- Given data:
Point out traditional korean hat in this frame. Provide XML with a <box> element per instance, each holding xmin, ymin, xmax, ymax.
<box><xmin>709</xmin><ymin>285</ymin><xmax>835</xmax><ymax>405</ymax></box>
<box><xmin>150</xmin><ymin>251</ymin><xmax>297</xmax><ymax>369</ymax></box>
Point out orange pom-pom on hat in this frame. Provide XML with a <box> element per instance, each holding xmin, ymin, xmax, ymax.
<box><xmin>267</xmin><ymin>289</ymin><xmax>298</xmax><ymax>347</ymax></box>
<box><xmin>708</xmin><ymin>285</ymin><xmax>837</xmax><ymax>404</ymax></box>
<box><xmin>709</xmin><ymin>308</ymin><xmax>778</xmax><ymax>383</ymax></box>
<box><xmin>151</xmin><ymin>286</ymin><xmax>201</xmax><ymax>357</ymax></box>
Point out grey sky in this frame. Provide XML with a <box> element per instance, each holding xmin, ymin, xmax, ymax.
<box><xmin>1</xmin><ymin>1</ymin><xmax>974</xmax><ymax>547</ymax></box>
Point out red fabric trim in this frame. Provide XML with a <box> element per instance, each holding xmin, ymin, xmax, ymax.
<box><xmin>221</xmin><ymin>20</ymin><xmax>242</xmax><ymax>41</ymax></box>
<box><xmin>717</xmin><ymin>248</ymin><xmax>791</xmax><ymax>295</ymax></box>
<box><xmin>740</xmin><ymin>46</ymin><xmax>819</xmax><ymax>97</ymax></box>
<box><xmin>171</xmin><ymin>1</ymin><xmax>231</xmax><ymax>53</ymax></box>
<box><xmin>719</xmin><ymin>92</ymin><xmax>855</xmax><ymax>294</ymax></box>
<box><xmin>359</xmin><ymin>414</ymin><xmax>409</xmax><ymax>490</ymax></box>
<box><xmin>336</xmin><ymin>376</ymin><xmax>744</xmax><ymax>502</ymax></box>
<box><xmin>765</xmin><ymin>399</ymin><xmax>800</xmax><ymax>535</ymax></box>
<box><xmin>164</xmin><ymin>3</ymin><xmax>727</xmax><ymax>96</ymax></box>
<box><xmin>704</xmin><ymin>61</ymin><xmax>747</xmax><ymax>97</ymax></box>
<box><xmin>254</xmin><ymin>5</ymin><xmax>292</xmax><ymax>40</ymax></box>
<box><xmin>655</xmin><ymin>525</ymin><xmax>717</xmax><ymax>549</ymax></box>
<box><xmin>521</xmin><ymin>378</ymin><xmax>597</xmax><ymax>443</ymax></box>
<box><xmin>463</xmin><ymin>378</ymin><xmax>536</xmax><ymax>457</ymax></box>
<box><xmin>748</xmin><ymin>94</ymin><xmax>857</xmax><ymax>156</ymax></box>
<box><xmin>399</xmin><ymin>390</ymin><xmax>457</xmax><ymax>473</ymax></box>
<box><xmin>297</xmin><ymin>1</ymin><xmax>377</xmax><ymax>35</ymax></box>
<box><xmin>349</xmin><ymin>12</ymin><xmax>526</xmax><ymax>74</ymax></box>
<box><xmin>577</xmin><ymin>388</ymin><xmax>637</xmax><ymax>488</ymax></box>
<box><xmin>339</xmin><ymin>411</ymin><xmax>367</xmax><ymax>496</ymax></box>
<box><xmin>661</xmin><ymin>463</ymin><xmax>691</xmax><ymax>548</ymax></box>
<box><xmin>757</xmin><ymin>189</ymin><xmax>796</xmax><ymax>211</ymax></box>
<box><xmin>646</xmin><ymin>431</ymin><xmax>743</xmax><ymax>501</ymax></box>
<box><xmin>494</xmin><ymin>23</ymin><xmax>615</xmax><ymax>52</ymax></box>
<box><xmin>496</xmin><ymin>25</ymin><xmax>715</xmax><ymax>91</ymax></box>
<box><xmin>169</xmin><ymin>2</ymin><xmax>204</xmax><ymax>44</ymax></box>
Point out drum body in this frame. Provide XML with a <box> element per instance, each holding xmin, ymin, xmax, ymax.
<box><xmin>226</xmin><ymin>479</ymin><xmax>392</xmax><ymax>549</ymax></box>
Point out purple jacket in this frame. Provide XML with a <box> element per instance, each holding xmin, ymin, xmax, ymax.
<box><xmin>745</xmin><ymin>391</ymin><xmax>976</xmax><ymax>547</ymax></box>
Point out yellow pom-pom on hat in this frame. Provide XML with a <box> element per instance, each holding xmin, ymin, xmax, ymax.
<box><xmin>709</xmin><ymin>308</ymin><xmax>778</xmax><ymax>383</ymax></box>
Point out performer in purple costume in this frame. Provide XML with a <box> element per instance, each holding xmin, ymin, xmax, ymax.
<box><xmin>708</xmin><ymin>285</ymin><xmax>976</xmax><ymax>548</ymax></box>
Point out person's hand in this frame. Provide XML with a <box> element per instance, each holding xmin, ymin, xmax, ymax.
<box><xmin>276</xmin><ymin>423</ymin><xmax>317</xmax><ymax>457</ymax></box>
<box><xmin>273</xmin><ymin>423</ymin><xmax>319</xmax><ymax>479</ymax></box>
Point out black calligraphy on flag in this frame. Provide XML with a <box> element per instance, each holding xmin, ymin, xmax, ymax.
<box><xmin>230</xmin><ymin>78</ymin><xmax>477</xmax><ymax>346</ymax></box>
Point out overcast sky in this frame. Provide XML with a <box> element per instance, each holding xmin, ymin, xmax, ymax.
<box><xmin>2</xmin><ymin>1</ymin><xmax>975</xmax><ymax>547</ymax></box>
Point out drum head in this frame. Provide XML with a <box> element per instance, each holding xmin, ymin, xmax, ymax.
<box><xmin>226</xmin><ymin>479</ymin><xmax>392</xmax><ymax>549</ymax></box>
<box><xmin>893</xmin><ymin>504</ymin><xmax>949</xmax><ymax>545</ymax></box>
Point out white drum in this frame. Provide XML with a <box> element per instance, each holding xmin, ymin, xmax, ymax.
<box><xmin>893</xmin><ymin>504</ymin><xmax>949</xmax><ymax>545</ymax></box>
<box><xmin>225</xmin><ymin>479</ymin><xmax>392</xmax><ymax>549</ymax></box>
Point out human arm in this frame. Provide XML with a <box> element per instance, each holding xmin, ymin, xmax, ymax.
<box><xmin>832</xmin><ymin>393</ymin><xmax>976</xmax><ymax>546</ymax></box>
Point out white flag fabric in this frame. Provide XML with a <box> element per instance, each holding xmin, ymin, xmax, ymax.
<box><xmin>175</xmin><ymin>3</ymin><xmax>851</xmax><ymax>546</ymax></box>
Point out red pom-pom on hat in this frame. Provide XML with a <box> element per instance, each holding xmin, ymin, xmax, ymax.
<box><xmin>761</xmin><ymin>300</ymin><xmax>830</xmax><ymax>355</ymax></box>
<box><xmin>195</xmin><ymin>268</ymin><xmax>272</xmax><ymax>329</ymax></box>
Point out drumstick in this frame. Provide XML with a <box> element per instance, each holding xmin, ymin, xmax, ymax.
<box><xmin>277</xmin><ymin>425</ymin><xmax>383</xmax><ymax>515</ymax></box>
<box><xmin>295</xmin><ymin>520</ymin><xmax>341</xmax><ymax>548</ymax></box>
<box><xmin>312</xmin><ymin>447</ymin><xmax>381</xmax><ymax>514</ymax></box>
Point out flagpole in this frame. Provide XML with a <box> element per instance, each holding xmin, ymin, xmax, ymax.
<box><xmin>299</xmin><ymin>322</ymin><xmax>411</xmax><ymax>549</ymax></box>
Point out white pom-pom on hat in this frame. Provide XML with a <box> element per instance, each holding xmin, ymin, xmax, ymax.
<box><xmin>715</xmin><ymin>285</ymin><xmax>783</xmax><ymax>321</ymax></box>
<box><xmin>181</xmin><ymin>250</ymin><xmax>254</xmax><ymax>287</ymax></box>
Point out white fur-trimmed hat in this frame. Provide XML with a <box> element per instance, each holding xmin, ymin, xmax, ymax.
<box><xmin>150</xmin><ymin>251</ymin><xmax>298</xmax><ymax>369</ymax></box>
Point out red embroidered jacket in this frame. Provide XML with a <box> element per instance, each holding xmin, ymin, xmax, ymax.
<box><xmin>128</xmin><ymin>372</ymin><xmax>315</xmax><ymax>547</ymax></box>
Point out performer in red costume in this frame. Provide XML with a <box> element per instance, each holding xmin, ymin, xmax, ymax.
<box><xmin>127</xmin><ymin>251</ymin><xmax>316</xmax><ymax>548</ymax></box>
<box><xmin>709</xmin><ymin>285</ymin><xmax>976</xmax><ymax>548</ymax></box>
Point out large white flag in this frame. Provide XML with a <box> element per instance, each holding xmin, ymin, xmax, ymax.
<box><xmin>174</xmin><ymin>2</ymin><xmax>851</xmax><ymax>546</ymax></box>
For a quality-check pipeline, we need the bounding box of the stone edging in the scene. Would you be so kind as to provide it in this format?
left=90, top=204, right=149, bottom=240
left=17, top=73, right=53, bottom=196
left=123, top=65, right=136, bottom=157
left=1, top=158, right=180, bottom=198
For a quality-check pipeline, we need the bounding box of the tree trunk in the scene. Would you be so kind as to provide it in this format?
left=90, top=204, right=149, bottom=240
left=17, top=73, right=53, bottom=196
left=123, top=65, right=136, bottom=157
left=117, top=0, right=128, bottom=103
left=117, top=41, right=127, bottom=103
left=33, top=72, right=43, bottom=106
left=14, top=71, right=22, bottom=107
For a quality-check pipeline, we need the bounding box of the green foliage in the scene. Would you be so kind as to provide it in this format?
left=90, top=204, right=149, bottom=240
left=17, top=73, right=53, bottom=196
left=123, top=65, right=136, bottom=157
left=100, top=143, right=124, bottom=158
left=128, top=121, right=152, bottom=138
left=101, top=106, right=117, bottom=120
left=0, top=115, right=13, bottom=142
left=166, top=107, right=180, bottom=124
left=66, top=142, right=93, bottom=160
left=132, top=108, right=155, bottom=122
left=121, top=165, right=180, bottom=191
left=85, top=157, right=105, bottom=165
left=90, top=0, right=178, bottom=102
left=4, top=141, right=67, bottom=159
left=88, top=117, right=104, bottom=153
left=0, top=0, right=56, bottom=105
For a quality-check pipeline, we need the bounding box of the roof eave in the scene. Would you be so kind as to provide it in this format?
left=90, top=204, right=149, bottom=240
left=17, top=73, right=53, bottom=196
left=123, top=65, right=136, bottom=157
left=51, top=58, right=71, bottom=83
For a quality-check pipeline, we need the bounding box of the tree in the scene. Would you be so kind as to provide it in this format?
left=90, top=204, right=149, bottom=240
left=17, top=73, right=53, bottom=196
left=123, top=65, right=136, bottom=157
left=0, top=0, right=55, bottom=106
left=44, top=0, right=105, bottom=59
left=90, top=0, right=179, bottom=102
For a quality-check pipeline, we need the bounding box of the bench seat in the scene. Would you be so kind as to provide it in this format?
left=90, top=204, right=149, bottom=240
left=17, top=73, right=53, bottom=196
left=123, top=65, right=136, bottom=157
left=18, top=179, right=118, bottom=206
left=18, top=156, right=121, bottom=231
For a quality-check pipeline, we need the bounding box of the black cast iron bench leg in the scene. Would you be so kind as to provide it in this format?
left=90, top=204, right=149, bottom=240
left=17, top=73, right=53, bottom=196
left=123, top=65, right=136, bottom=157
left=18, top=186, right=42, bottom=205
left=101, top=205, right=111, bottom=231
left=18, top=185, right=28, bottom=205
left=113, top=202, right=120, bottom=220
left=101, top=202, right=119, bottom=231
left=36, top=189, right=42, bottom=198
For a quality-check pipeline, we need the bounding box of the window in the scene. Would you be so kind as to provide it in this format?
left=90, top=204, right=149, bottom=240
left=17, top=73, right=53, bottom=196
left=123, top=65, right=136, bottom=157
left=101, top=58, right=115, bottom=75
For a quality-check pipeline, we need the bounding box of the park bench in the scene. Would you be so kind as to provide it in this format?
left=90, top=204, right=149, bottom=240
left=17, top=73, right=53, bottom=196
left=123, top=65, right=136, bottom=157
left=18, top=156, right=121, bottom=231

- What is required: How many lines of the data include the word "tree"? Reply with the number and nothing else.

- Response for this exercise: 2